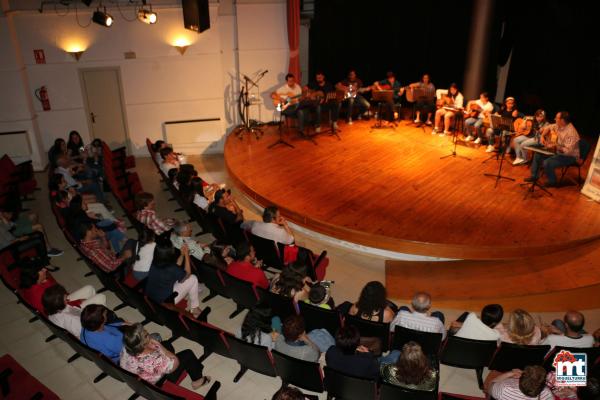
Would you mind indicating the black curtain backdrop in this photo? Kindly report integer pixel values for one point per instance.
(409, 38)
(555, 46)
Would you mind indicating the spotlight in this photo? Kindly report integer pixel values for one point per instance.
(147, 16)
(102, 18)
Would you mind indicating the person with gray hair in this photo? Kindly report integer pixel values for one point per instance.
(420, 318)
(150, 360)
(182, 234)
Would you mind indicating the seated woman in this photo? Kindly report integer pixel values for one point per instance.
(146, 214)
(372, 304)
(411, 371)
(64, 309)
(521, 329)
(349, 357)
(144, 254)
(101, 334)
(35, 280)
(77, 214)
(151, 361)
(260, 327)
(292, 283)
(167, 276)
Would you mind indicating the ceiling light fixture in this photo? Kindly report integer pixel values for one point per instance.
(102, 17)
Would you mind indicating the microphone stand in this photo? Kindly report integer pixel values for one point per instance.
(244, 108)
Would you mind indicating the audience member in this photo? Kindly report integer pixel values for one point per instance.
(246, 267)
(295, 342)
(573, 336)
(171, 275)
(521, 329)
(101, 334)
(144, 254)
(521, 385)
(146, 214)
(349, 357)
(273, 227)
(372, 304)
(64, 309)
(411, 371)
(260, 327)
(468, 326)
(420, 318)
(151, 361)
(95, 247)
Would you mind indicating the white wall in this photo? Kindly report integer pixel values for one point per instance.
(159, 85)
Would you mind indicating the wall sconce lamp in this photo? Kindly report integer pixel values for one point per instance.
(76, 54)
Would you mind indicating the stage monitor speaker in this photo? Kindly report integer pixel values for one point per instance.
(195, 15)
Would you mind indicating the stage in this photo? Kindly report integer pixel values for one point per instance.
(389, 189)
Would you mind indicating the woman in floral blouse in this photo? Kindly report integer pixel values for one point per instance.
(151, 361)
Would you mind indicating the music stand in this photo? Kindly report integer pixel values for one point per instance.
(383, 97)
(504, 124)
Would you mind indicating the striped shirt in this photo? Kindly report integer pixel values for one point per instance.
(418, 322)
(509, 390)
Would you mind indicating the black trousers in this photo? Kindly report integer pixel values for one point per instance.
(188, 362)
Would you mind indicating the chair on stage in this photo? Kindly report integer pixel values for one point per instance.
(584, 151)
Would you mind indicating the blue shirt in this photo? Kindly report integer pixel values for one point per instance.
(108, 341)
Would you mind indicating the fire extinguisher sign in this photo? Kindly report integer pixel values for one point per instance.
(40, 57)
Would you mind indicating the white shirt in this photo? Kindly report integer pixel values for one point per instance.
(473, 328)
(271, 231)
(146, 254)
(418, 322)
(565, 341)
(200, 201)
(165, 167)
(69, 319)
(486, 108)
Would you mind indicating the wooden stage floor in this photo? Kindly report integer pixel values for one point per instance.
(389, 189)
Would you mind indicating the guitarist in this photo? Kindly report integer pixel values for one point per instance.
(530, 138)
(390, 83)
(289, 96)
(567, 149)
(323, 94)
(476, 111)
(351, 87)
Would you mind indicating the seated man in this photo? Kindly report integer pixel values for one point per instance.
(169, 160)
(95, 246)
(468, 326)
(572, 337)
(274, 227)
(420, 318)
(246, 267)
(15, 227)
(82, 186)
(567, 149)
________
Keep the pictures out of the copy and write out the data exactly as it stands.

Would you mind indicating the black curtain backdrop in this photo? Kindly report integer pixel values for one point per instance.
(409, 38)
(555, 46)
Would you mind indicating the spotlight in this photo? Kindly report integer pixel values for one point per instance.
(147, 16)
(102, 18)
Would you mind indicating the person with gray hair in this photo? Kindly report integer pixel values for one point per instance.
(420, 318)
(150, 360)
(182, 234)
Would you mind indicating the seated woman in this photo? Kindly report integer pixel values for one point per instance.
(146, 214)
(372, 304)
(411, 371)
(64, 309)
(521, 329)
(349, 357)
(144, 254)
(101, 334)
(35, 280)
(77, 214)
(151, 361)
(260, 327)
(292, 283)
(167, 276)
Would you mind indicating the ceiling light fixture in this photo? Kindly report integer pixel values for one point per instance.
(102, 17)
Would you mind indicating the microphone stand in this photo? Kindly report integer pixel values for one point per instance.
(244, 108)
Would you mind indicating the audience member in this photo? Kindly report integer pixel values for one point per instance.
(246, 267)
(295, 342)
(573, 336)
(171, 275)
(521, 329)
(101, 334)
(144, 254)
(521, 385)
(146, 214)
(349, 357)
(273, 227)
(372, 304)
(64, 309)
(411, 371)
(260, 327)
(468, 326)
(420, 318)
(151, 361)
(95, 247)
Would you mind indicating the white wall in this photo? Kindly report integer pixel values for one point per instance.
(159, 85)
Would you mind indicating the wall sconce lamp in this photo? Kindly report integer pixel values for one point per instance.
(76, 54)
Would you mind indicating the stage monitor speaker in this photo? Kindly report integer pixel values for one point per instance.
(195, 15)
Would you mind indicating the stage in this photo? Kindly report integer pixel values for one point per instance.
(389, 189)
Would you mind indicating the woman in floral blouse in this photo? Kindly report integer pixel values for one point per instance.
(151, 361)
Would you mind indicating the music stand in this photo? Kindly report integer pixel values for one point per instance.
(383, 97)
(504, 124)
Would you mind indicating the striped shirt in this photo? Kindly report integer pixel values for one point per instance.
(418, 322)
(509, 390)
Would you mind indicating the black trousers in this photo? Kindly report integer pixel values for one point per instance.
(188, 362)
Would you mind indicating the chair on stage in this photo? Kindly report integer pixel values for one point per instance.
(584, 151)
Would you mind indicating the blue shirt in this photo? Kindly report integer pixel values for one point per instance.
(108, 341)
Would you mind indicating the fire extinguisher sign in this photo? Kindly report integer pixel values for one point per instance.
(40, 57)
Would you mind indicating the white shirt in this photo? Kindly report integer pixel values for one point per instance.
(473, 328)
(271, 231)
(146, 254)
(418, 322)
(565, 341)
(200, 201)
(165, 167)
(69, 319)
(486, 108)
Would you mind indicating the wooden stage floor in this photo? Kindly report integer pixel values for one point per instance.
(389, 189)
Would you mind indicating the guitarist in this photo? Kindly report integer pixel values for one point per instance.
(530, 138)
(390, 83)
(289, 96)
(567, 149)
(323, 94)
(476, 111)
(351, 87)
Would you mind indicating the seated man in this photo? Kindly report integer pixel values for one point per instance.
(169, 160)
(95, 246)
(468, 326)
(572, 337)
(274, 227)
(420, 318)
(246, 267)
(15, 227)
(82, 186)
(567, 149)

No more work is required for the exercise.